DESCRIPTION OF THE TASK:
Go through the data and report each line that holds the string "wheel".
START EXERCISE MATERIAL
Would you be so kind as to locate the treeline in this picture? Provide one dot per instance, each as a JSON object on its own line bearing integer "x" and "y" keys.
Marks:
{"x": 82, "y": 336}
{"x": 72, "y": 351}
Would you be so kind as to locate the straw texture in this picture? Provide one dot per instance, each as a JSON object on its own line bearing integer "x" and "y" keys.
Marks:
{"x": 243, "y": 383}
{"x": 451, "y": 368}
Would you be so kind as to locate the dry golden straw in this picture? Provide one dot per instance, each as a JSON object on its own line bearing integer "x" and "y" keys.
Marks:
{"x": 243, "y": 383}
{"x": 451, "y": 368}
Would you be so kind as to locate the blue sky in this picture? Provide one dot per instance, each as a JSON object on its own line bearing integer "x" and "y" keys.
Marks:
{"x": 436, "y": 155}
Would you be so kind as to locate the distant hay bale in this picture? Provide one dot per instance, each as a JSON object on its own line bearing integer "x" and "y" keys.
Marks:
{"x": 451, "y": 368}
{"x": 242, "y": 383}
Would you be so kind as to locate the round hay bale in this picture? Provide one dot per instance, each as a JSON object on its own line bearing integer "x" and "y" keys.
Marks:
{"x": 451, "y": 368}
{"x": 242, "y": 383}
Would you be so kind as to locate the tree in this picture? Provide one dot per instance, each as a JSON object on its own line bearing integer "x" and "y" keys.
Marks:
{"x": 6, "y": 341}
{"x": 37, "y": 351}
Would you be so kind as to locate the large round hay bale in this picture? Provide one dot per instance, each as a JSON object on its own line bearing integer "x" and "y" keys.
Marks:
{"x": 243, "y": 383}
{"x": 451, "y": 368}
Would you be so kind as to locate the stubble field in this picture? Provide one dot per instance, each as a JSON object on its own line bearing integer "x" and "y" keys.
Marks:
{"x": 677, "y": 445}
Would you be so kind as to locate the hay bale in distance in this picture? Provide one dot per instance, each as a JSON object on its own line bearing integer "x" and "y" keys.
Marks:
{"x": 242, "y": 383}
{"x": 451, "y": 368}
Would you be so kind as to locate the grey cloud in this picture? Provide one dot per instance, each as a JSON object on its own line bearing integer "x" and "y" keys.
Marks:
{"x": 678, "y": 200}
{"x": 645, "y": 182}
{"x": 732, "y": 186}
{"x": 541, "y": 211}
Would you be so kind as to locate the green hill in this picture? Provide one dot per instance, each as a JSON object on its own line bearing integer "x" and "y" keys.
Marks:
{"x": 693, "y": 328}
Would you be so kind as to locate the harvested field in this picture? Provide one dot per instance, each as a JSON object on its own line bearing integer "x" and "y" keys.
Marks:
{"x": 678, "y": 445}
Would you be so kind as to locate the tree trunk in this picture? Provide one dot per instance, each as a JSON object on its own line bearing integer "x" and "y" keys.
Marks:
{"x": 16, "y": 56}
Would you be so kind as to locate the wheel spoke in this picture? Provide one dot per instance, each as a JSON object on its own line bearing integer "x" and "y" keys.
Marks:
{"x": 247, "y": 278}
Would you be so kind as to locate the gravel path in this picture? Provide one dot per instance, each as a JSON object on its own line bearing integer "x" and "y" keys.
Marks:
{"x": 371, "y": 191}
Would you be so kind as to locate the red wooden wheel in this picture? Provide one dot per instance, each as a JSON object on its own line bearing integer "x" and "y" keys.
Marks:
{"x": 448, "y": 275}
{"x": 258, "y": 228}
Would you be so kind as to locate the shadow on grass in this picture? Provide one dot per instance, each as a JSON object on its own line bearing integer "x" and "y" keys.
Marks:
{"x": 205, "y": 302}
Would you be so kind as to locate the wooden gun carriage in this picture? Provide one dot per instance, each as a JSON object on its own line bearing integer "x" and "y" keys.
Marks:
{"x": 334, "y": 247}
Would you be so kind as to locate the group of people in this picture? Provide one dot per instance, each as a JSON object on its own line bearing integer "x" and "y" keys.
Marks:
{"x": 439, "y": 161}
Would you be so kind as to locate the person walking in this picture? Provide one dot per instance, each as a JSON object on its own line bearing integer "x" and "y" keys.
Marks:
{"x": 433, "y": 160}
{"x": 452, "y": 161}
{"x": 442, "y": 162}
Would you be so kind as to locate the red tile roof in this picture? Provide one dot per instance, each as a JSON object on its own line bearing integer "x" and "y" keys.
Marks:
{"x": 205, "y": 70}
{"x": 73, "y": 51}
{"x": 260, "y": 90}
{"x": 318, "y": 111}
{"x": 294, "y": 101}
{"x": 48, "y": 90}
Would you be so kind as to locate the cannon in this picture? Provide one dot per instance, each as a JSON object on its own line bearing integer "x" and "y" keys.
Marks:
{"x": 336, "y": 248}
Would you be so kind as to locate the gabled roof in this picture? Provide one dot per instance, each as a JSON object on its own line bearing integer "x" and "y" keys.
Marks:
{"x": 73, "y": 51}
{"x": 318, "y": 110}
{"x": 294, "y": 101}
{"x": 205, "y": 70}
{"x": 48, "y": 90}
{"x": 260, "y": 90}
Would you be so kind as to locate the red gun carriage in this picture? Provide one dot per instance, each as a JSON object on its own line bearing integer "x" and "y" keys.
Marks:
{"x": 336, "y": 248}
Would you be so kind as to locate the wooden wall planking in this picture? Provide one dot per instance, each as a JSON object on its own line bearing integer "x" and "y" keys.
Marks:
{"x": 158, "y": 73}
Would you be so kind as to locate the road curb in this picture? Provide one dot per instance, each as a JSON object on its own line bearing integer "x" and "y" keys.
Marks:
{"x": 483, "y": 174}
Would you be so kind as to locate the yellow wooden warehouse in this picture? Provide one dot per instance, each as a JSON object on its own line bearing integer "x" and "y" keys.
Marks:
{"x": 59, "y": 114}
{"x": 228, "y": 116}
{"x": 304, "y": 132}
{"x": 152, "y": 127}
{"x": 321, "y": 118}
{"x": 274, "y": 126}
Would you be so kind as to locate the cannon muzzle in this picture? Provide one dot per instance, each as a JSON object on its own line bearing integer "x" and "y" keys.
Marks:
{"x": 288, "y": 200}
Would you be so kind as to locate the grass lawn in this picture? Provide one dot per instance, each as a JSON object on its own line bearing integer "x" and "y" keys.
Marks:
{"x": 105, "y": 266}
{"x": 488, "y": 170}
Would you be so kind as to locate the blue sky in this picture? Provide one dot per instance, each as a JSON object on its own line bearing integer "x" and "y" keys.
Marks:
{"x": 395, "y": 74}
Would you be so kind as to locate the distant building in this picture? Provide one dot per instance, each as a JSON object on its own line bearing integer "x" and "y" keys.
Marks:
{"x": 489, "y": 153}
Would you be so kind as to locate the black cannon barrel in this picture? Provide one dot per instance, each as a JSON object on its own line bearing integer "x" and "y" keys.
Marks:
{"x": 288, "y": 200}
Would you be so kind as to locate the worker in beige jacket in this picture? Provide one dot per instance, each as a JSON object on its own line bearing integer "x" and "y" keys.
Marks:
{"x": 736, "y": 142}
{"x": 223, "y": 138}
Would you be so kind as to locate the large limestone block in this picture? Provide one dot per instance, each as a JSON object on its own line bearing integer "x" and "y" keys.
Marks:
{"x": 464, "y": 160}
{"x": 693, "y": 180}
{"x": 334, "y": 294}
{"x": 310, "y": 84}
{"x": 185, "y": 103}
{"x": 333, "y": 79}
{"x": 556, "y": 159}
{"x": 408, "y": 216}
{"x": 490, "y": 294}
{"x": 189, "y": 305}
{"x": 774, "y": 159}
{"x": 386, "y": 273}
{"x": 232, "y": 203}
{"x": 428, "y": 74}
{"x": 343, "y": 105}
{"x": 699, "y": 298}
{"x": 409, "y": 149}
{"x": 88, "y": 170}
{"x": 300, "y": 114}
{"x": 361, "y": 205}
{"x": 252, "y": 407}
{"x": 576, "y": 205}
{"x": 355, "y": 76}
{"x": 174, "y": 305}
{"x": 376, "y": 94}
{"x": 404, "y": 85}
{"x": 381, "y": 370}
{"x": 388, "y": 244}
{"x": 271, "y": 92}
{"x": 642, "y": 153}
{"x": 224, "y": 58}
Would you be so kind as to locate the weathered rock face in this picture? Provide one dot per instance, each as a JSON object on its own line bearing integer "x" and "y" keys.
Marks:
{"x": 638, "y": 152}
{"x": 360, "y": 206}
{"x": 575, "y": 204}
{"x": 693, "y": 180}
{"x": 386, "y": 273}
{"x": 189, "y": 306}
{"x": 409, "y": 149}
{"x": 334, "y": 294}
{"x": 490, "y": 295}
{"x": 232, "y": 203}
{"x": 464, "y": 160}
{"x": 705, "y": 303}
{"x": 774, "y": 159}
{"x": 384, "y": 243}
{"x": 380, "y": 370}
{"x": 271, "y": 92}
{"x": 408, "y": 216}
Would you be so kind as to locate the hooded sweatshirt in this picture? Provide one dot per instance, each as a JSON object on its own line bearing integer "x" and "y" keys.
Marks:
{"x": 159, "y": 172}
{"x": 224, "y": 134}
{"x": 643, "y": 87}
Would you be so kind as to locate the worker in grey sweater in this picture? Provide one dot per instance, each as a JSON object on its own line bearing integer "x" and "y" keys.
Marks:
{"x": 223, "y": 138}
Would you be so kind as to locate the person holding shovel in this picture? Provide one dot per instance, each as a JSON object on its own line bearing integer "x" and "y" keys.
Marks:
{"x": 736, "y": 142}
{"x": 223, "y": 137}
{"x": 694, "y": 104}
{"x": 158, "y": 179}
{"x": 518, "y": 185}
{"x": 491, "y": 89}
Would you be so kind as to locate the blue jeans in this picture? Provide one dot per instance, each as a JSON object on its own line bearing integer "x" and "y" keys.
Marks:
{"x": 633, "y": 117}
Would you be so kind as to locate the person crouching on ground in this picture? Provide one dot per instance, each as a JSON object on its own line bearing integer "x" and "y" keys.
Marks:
END EXERCISE MATERIAL
REPLY TO THE EXERCISE:
Would you be so kind as to locate the wheel spoke in this picture? Provide one dot per instance, each as a JSON object on its own line bearing integer "x" and "y" keys.
Would you be so kind as to locate the red wooden wheel in this picture? Provide one dot per instance, each as a JSON object on its own line bearing integer "x" and "y" keys.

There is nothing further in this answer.